══ TEXT ══
Puri: Technology is very important where you don’t have infrastructure because it provides you a distribution reach. Frankly, even if you take the state sector [and] if you have to put up bricks and mortar on it across the length and breadth of the country, it is not going to be economically viable. So we need to look at different ways of being able to [compete]. Not only is it not economically viable for us, it is not beneficial because of the last-mile problem even to the rural consumer because if he has to travel to bricks-and-mortar [bank branches], it is going to be too expensive for him. In addition, you will never be able to build up credit history, which will allow him to become a creditworthy customer and create viability for himself financially.

So we have been looking at the fact that between 300 million and 450 million people still live in rural areas. Prosperity is coming slowly and steadily but we need to be able to substitute the moneylender. We need to be able to provide [the rural consumer] finance, which he is able to repay. Just providing finance that he can’t repay is not fair. We are looking at microfinance, which creates financial viability by providing him production, marketing and raw material support coupled with finance, i.e., creating a viability business.

We are looking at providing finance to the individuals where they have been going to the moneylender against appropriate collateral because we do want him to be honest. We want him to inculcate the habit of paying back. We are taking jobs into the rural areas rather than having everybody come to Mumbai. We do believe that we will be able to create a microfinance initiative making money. We think it will provide return on equity in two years.
═══
══ INFORMATION SHOWN ══
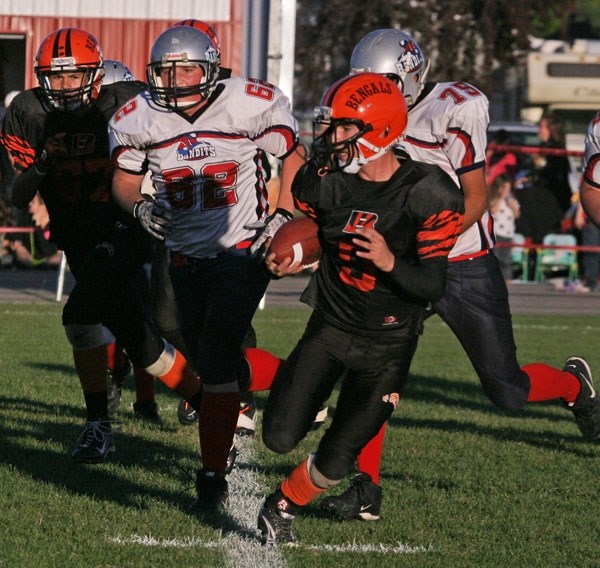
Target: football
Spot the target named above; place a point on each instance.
═══
STATED GOAL 1
According to the interview on rural banking, why would bricks-and-mortar branches not benefit the rural consumer? Answer in one to three sentences.
STATED GOAL 2
In the interview on rural banking, how many people are said to still live in rural areas?
STATED GOAL 3
Pick up the interview on rural banking after its final sentence and continue it.
The listing comes from a different source than the interview on rural banking.

TASK RESULT 1
Because of the last-mile problem, the rural consumer would have to travel to a bank branch, and that would cost him too much. He would also never be able to build up a credit history that could make him a creditworthy customer.

TASK RESULT 2
Between 300 million and 450 million people.

TASK RESULT 3
We have tied up with telecommunication companies [and] will be able to take banking to the mobile [phone]. This will get further security when you get 3G [mobile phone services]. We will be able to take it right into the interiors [of rural India]. There is enough collateral in terms of gold and other such instruments available even with low-income people or the middle class. So, even if say 20% or 30% of these people come into what is defined as “bankable work” today that doubles your market.

We look at it in two ways. One, it is our paying our dues to society. Two, we are creating models that will enable us to compete very effectively. Say, in two or three years from now if I can create a profitable business in microfinance — we think we are almost there — that is an average loan size of Rs15,000, which is about US$300. If I can create a viable business on a ticket size of US$300 with a cost-to-revenue of less than 40%, I can take that model overseas and actually change banking.

So these are the models that will ultimately come, which will completely change how you deliver, what price you deliver, what the size is [and] what segment you deliver at. That will give you the ability not only to have models [for] India but [those that] are applicable in any country with a large land mass.

India Knowledge at Wharton: Increasing penetration in rural India is easier said than done. Rural indebtedness continues to be a serious problem, and the government’s loan forgiveness programs have covered only organized sector bank loans, and not those made by moneylenders. You are responsible to your shareholders and profit maximization is your goal. But if you were to be an agent of social change like the state-owned banks that assume that role, where would you begin?

Puri: I think this business of loan waivers is over. I’m not advocating that it is a good idea or it’s a bad idea in terms of creating a precedent but I think more is being made of it than necessary. [The loan waiver] was something really for people at the bottom of the pyramid and the percentage of loans involved is some 0.001% [of the total loans]. I don’t think we should get stuck in that because the way the newspapers report it is a bit sensational, but on the ground it’s not that much of an issue.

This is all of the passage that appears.